--- START OF THE RECORDS ---
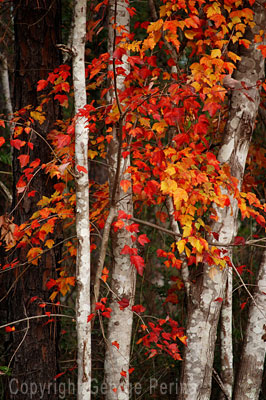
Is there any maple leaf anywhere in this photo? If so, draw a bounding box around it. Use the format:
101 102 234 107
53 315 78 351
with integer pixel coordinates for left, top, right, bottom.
131 304 146 314
113 47 126 60
37 79 48 92
138 233 150 246
56 134 71 149
0 136 5 147
87 313 95 323
118 210 132 219
120 179 131 193
18 154 30 168
5 326 16 333
77 165 88 174
130 255 145 276
10 139 26 150
118 297 129 310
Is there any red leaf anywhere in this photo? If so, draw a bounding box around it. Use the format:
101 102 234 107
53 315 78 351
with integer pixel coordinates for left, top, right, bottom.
102 310 112 318
113 47 126 60
87 313 95 322
46 279 57 290
28 190 37 197
234 236 246 244
112 340 119 349
56 134 71 149
214 297 223 303
118 297 129 310
138 233 150 246
37 79 48 92
54 371 67 380
118 210 132 219
236 265 247 275
120 244 138 256
77 165 88 174
132 304 146 314
10 139 26 150
30 296 38 303
5 326 16 332
130 256 145 276
18 154 30 168
126 224 139 233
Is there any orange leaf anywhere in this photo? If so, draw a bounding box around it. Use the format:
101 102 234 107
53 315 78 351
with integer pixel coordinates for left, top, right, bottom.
5 326 16 332
0 136 5 147
77 165 88 174
120 179 131 193
18 154 30 168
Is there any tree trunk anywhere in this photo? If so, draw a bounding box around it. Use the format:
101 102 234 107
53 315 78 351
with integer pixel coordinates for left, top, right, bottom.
104 0 136 400
73 0 91 400
179 4 265 400
3 0 60 400
234 251 266 400
220 264 234 400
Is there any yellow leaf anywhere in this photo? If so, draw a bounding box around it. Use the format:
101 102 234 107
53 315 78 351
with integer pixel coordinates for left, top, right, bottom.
211 49 222 58
191 82 201 92
27 247 42 265
173 188 188 204
176 239 186 254
208 267 218 281
88 150 98 160
45 239 54 249
184 30 197 40
120 179 131 193
37 196 51 207
227 51 241 62
152 120 168 133
161 178 177 194
183 225 192 238
207 2 221 18
147 19 163 33
30 111 46 125
49 292 58 301
188 236 203 253
185 246 191 257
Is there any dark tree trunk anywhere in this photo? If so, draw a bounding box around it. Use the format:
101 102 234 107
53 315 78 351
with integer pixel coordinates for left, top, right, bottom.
6 0 61 400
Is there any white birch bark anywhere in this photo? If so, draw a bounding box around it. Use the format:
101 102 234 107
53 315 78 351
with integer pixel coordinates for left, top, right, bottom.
0 53 13 122
72 0 91 400
179 5 265 400
220 264 234 400
104 0 136 400
234 250 266 400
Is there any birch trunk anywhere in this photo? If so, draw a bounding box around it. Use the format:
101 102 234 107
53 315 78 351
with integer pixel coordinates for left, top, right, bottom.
220 264 234 400
73 0 91 400
179 4 265 400
234 250 266 400
104 0 136 400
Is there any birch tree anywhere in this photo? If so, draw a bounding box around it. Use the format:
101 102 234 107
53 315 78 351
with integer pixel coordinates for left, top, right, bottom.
179 4 265 400
73 0 91 400
104 0 136 400
5 0 60 399
234 250 266 400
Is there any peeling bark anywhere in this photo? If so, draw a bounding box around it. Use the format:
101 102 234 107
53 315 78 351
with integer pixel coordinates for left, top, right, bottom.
234 251 266 400
220 264 234 400
179 3 265 400
104 0 136 400
72 0 91 400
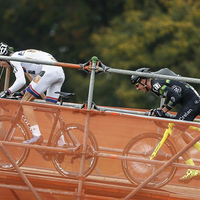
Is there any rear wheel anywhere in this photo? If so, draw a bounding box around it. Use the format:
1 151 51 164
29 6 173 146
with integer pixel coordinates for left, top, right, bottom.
52 124 98 178
122 133 177 188
0 116 29 169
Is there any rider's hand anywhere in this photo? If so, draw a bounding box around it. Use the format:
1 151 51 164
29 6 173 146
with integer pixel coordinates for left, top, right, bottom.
0 90 10 98
12 92 23 98
153 109 165 117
--- END OF THE RECORDS ---
● **WHAT THE TASK REQUIRES**
Write out all of the data above, word for word, and leave out the pictures.

● **ANSWER TO THE PROBLEM**
Is there any maple leaf anywhere in this photo? If so, draw a bounding box around it. Use the format:
101 102 234 107
53 315 78 351
with integer pixel coordinates for left, top, right, bottom.
131 304 146 314
113 47 126 60
37 79 48 92
138 233 150 246
56 134 71 149
0 136 5 147
87 313 95 323
118 210 132 219
120 179 131 193
18 154 30 168
5 326 16 333
77 165 88 174
130 255 145 276
10 139 26 150
118 297 129 310
Is there any red leaf anywhere in this photo? If so, draw a bounding box around it. Use the format:
101 102 234 107
53 315 78 351
with integer pixel coordinates for left, top, right, bottom.
102 310 112 318
113 47 126 60
87 313 95 322
46 279 57 290
28 190 37 197
234 236 246 244
112 340 119 349
56 134 71 149
214 297 223 303
118 297 129 310
138 233 150 246
37 79 48 92
54 371 67 380
118 210 132 219
236 265 247 275
120 244 138 256
77 165 88 174
132 304 146 314
10 139 26 150
30 296 38 303
5 326 16 332
130 256 145 276
18 154 30 168
126 224 139 233
Is there any orange leaf anywhere in this photo? If so, draw a bounding box around it. Use the format:
101 102 234 107
53 315 78 351
with integer pixel coordinates for left, top, right, bottom.
5 326 16 332
0 136 5 147
77 165 88 174
120 179 131 193
18 154 30 168
Is there any tree trunk anywhere in this photo? If so, draw a bounding box around it. Use the format:
101 102 234 107
53 315 78 351
with integer pixel coordinates for left, top, right, bottom.
104 0 136 400
73 0 91 400
179 4 265 400
3 0 60 400
234 251 266 400
220 264 234 400
Is there any yellow leaf anywhere in this photo? If so, draw a bounding box around it. Use the format:
101 102 234 107
53 315 78 351
with integer pixel coordinates for left, top, right, bottom.
211 49 222 58
191 82 201 92
27 247 42 265
173 188 188 204
176 239 186 254
208 267 218 281
88 150 98 160
45 239 54 249
184 30 197 40
120 179 131 193
37 196 51 207
227 51 241 62
152 120 168 133
161 178 177 194
183 225 192 238
207 2 221 18
147 19 163 33
30 111 46 125
49 292 58 301
188 236 203 253
185 246 191 257
Is there any dark tree trunk anywhere in this photo? If so, draw a bounding box around it. Use the format:
101 102 234 107
53 315 78 351
with integer pixel coordinates for left, top, right, bottom.
6 0 61 400
Is there any white birch bark anywhere in this photo? If so, draw a bounding box around it. Use the format:
101 102 234 107
53 315 78 351
with integer pixel coordinates for left, top, right, bottom.
0 53 13 122
72 0 91 400
179 5 265 400
220 264 234 400
104 0 136 400
234 250 266 400
Is there any birch trunk anywhere in this photo? If so, draw a bounding box around it. Use the format:
101 102 234 107
53 315 78 351
with integer pixel coordinates for left, top, right, bottom.
220 264 234 400
73 0 91 400
179 4 265 400
234 250 266 400
104 0 136 400
Is there any birch tree anywhere in this photo? If so, draw a bounding box around it. Use the format:
101 102 234 107
53 315 78 351
with integer pixel coordinates for left, top, right, bottom.
179 4 265 400
73 0 91 400
104 0 136 400
5 0 60 399
234 250 266 400
Is there any peeling bark anywhere in this photo? If so, draw a bounding box around it. Use the format:
101 102 234 107
53 315 78 351
with integer pixel coordinates for left, top, right, bottom.
234 251 266 400
220 264 234 400
179 3 265 400
104 0 136 400
72 0 91 400
Is there any rear wheel anywhere in this photo? If so, draw a bounding box around it. Use the format:
1 151 51 164
29 6 173 146
with integer pixel coordinates for left, top, right, bottom.
52 124 98 178
122 133 177 188
0 116 29 169
Is there any rider's hand anywhere in this photo? If so, draw a bounding box around it. Use the format:
1 151 51 164
29 6 173 146
with integer pixel coordinates for left, top, right, bottom.
0 90 10 98
12 92 23 98
153 109 165 117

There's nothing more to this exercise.